* _Recorded information_:
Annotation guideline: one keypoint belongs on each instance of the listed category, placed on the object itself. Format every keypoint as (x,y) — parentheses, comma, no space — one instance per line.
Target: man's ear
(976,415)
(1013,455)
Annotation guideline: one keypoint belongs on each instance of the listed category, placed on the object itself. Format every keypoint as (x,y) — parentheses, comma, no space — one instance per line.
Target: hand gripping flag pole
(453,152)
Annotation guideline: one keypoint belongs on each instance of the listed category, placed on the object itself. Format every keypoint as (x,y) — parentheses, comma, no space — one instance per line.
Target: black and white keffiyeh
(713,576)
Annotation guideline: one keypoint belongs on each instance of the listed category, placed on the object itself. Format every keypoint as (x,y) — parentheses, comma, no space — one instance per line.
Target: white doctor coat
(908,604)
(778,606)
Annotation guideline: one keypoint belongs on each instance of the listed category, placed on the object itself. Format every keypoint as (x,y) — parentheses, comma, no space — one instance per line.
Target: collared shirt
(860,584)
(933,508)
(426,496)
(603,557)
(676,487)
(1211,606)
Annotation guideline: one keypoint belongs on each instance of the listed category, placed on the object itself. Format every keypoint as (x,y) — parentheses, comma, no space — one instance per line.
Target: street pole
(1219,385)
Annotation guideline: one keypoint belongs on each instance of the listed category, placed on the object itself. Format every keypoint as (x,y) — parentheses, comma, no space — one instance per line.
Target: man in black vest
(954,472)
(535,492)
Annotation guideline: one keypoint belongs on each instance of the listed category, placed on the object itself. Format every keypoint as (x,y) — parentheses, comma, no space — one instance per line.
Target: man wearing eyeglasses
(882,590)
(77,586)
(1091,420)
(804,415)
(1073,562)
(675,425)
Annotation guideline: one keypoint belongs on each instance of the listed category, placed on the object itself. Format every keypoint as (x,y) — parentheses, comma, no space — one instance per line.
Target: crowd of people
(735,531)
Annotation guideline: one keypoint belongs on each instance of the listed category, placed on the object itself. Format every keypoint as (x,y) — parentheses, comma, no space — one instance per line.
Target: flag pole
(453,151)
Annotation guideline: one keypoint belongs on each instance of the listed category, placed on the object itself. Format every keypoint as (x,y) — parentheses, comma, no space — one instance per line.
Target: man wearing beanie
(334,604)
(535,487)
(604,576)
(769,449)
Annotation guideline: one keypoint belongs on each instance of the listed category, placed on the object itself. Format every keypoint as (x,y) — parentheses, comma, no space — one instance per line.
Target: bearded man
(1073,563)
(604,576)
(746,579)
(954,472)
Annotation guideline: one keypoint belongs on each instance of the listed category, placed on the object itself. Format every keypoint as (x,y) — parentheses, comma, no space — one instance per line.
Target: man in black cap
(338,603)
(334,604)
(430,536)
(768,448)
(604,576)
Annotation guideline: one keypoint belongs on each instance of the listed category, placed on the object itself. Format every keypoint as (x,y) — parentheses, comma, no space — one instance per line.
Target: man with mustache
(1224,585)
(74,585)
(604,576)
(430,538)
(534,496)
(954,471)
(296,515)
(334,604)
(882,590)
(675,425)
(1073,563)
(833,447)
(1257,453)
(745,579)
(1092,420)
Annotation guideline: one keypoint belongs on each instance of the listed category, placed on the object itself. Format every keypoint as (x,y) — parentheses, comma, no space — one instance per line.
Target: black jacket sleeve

* _Aim_:
Print every record above exactly as written.

* _Solution for this task_:
Annotation guideline: one keypoint belongs on each instance of the listed category, placed on the object itself. Format every keypoint as (x,y) — parentheses, comma, no space — one instance per line.
Target: man's ear
(976,415)
(1013,455)
Annotation guideline: one keypoint belongs on each instance of the listed category, placed on the object itself. Format every keypoint as (x,y) — parentheses, comma, no space — one instance per line.
Target: hand gripping flag pole
(453,152)
Annotation guideline: one keypoint belongs on each instance of the listed category, placed on the object itself. Format every keypoint as (x,y) — parentheses, comma, no space — one instance per line.
Target: black and white keffiyeh
(713,576)
Annotation guideline: one keypoint belongs on each instance of the listed category, placed on the object itself. Format every keypoint as (x,y) — parentheses, comma, no space — one instance per line.
Target: white doctor coat
(908,604)
(778,606)
Annotation guideline: one keypoint belongs on each instance of the listed category, placed on the object itself. Format every keypoint as (x,y) — parentheses, comma, no space — one instance per line.
Target: collared shirt
(860,584)
(933,508)
(426,496)
(603,557)
(676,487)
(1211,606)
Annotation guideline: one keypoint belongs on each instance of the listed category, placed on the object itself. Format every keypoint as (x,y) — parentheses, comma, no space — one instance per line.
Target: street pole
(1219,385)
Annotation guideline: one keypoint belongs on each instance of the listed category, placed on the object itself. Format every keypoint as (x,y) — parentheses, comma, no space — one instance per line.
Target: man in black vest
(954,472)
(535,492)
Annotation guideline: one keypoint belongs on each instance of the listed category, placed on the object itself. Format every keypoint as (x,y) — parentheses, comma, no space — one instance per line.
Target: man wearing eyeglasses
(882,590)
(77,586)
(1091,420)
(804,415)
(1073,562)
(675,425)
Annotation guideline: one keypoint belongs on each instance of the listed category, placed on the object itself. Format every keypoint as (x,y) — parentheses, comma, no space — one instance per line.
Target: crowd of people
(735,531)
Annotation guideline: one keypoint belongs on each instance of the listed category, placed on the object itself. Format every keypoint as (x,y) — parentheses, comma, no space — one instance per line.
Target: flag pole
(453,151)
Annotation guideline: one keypoint belongs on each instance of the listed category, placed on the object itself. Format every keypoint as (x,y) — parentheses, comma, no space — one instance per line.
Target: man wearing beanie
(334,604)
(535,487)
(604,576)
(769,449)
Annotation guideline: one keypoint belongs on each instance of the listed category, placed on the object itself. Format every keypoint as (x,y) — parentheses, comma, no space — one instance per line.
Target: bearded man
(1073,563)
(604,576)
(746,579)
(954,472)
Annotation guideline: one keypoint belongs on each instance of the listed category, placed on the object itself. Format every keypoint as (x,y) — parentheses, comma, no space — one instance per line.
Target: man in black cap
(338,603)
(334,604)
(430,536)
(768,448)
(604,576)
Annotation guideline: one keypoint belongs on each instance of the listed category, placed on the object itself. Format every keypoint as (x,y) — parentheses, comma, no space — one instance per line.
Target: man with mustache
(1224,585)
(74,585)
(604,576)
(430,538)
(534,496)
(954,471)
(296,515)
(334,604)
(882,590)
(675,425)
(1073,563)
(833,447)
(1257,453)
(745,579)
(1092,420)
Annotation guideline: one keypoint belongs on each instance of the listed category, placed on the object itself. Format every keypoint as (x,y) — parentheses, comma, no space — one instance per line.
Target: black jacket sleeve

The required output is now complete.